If you're sig is up to date, then you use eco-comp. It is nearly impossible to vacuum ecocomplete due to it's varying grain size. You'll end up sucking most of the fine particles up and out of your tank. For your pH level, it really depends on the kH of your tank. Test that and get back to us. Then we can give you an appropriate answer. 

But yes, BBA is generally indicative of low CO2 levels. I don't have much experiene with BBA, but from what i understand increasing the CO2 levels will only halt the growth of BBA. You will need to manually remove it.


----------



## fatbysl (Sep 23, 2004)

did a kh test and my it was 5.6


----------



## SnyperP (Dec 31, 2004)

Barring any ph altering substances (ph buffers, peat, etc), 6.8 - 6.6 ph would net you approximately 25-36ppm co2.


----------



## fatbysl (Sep 23, 2004)

would that be good enough to get rid of bba?


----------



## ianiwane (Sep 7, 2004)

just do this, turn up the co2 slowly over several hours watch it carefully, if you see any signs of stress in your fish turn it down a little and leave it.


----------



## sarahbobarah (May 20, 2005)

sorry fatbysl, I misread that as BGA.

For BBA, I just started dosing Flourish Excel along with placing a powerhead next to my CO2 reactor to blow it around the tank more. 

Helped A LOT. No sign of it now.


----------



## fatbysl (Sep 23, 2004)

I will buy some flourish excel and boil my driftwood. On the driftwood i have some big pieces that wont fit in a pot to boil so what i though of doing was feeling up our sink with hot water.


----------

_Recorded information_.
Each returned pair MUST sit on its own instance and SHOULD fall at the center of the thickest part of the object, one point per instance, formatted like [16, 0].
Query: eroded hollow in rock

_Instructions for the task_.
Please answer these questions using the aquarium forum thread above.
(a) Why does the thread say ecocomplete is nearly impossible to vacuum?
(b) What kH reading did fatbysl report?
(c) Which two steps did sarahbobarah take against BBA?

_Solution_.
(a) Its grain size varies, so vacuuming would suck most of the fine particles out of the tank.
(b) 5.6.
(c) Dosing Flourish Excel and placing a powerhead next to the CO2 reactor to blow the CO2 around the tank more.